> PROVIDED MATERIAL

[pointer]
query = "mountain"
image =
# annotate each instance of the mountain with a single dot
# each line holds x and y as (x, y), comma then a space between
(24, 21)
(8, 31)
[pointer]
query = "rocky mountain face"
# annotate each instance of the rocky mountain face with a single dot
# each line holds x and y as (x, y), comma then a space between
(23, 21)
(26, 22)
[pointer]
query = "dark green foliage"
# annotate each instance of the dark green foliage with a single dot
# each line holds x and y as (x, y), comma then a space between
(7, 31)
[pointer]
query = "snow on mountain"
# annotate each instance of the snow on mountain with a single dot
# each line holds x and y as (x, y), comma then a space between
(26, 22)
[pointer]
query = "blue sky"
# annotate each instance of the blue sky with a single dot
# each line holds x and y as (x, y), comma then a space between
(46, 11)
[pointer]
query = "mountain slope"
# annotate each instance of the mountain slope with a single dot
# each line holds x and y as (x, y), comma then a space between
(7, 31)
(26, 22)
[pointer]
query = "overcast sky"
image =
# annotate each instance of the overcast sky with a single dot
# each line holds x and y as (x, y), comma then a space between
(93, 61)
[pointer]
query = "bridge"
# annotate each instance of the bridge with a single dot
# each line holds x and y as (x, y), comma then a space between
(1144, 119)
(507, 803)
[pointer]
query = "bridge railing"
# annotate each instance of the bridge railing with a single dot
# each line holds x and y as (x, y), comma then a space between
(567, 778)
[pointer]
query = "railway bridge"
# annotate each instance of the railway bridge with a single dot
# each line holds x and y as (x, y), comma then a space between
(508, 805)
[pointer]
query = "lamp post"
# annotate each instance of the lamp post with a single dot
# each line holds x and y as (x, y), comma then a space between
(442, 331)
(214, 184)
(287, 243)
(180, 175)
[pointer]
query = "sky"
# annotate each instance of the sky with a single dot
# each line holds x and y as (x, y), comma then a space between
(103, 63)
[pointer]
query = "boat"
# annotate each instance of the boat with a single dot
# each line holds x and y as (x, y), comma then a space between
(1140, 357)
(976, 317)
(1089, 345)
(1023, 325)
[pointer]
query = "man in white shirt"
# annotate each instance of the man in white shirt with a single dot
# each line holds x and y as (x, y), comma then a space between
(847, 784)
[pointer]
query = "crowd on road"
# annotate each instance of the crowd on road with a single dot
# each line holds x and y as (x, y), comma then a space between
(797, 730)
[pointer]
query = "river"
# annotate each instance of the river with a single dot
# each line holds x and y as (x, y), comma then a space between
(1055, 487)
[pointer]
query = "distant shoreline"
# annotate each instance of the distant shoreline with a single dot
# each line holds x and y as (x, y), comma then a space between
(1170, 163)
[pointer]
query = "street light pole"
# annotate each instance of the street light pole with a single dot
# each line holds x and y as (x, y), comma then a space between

> PROBLEM DESCRIPTION
Copy out all of the entries above with every "annotate" swapped for "mark", changing nothing else.

> RESULT OF THIS EXERCISE
[pointer]
query = "mountain"
image =
# mark each instance of the mountain with a single dot
# each line holds x and y as (x, y), comma then a space between
(24, 21)
(8, 31)
[pointer]
query = "rocky mountain face"
# mark each instance of the rocky mountain face with a single dot
# each line holds x and y as (x, y), comma then a space between
(23, 21)
(26, 22)
[pointer]
query = "dark green foliage"
# mark each instance of the dark green foliage with a single dot
# each line holds x and y as (x, y), comma then a space between
(7, 31)
[pointer]
query = "snow on mountain"
# mark each instance of the snow on mountain with a single dot
# each line holds x and y as (x, y), comma then a space between
(26, 22)
[pointer]
query = "blue sky"
# mark each instance of the blue sky with a single dot
# each line holds x and y as (x, y), comma then a space between
(46, 11)
[pointer]
query = "mountain slope"
# mark each instance of the mountain slope with a single dot
# each line holds x and y as (x, y), comma then a space between
(7, 31)
(26, 22)
[pointer]
query = "overcast sky"
image =
# mark each instance of the overcast sky with a single dot
# each line holds x and y as (x, y), comma then a space between
(93, 61)
[pointer]
query = "bridge"
# mark each instance of the bridge with a single dot
# each line holds x and y as (x, y), comma then a space between
(1144, 119)
(507, 803)
[pointer]
query = "bridge railing"
# mark each instance of the bridge railing with a single dot
# each line holds x and y as (x, y), comma then a space between
(567, 778)
[pointer]
query = "railway bridge"
# mark each instance of the railway bridge with a single dot
# each line holds x and y as (x, y), comma then a space between
(508, 805)
[pointer]
query = "lamp post"
# mark each instance of the lamp post with a single dot
# each line holds x and y as (x, y), comma then a space between
(442, 331)
(214, 184)
(287, 243)
(180, 175)
[pointer]
query = "sky"
# mark each instance of the sky with a single dot
# each line holds x and y as (x, y), comma then a space between
(103, 63)
[pointer]
query = "boat"
# mark each instance of the boat with a single dot
# each line holds x and y as (x, y), comma then a space between
(1140, 357)
(976, 317)
(1089, 345)
(1023, 325)
[pointer]
query = "man in white shirt"
# mark each instance of the man in white shirt with a single dot
# each line holds x and y as (x, y), comma then a space between
(847, 784)
[pointer]
query = "crowd on road"
# mark each instance of the crowd on road with a single dot
# each line holds x and y as (x, y), comma then a space between
(797, 730)
[pointer]
query = "river"
# mark each instance of the river with a single dot
# each line holds x and y as (x, y), comma then a space between
(1055, 487)
[pointer]
query = "distant shoreline"
# mark each instance of the distant shoreline with a single dot
# each line holds x and y as (x, y), comma then a space between
(1170, 163)
[pointer]
query = "street light pole"
# mark each instance of the street light pole with a single dot
# each line holds x and y as (x, y), comma then a space between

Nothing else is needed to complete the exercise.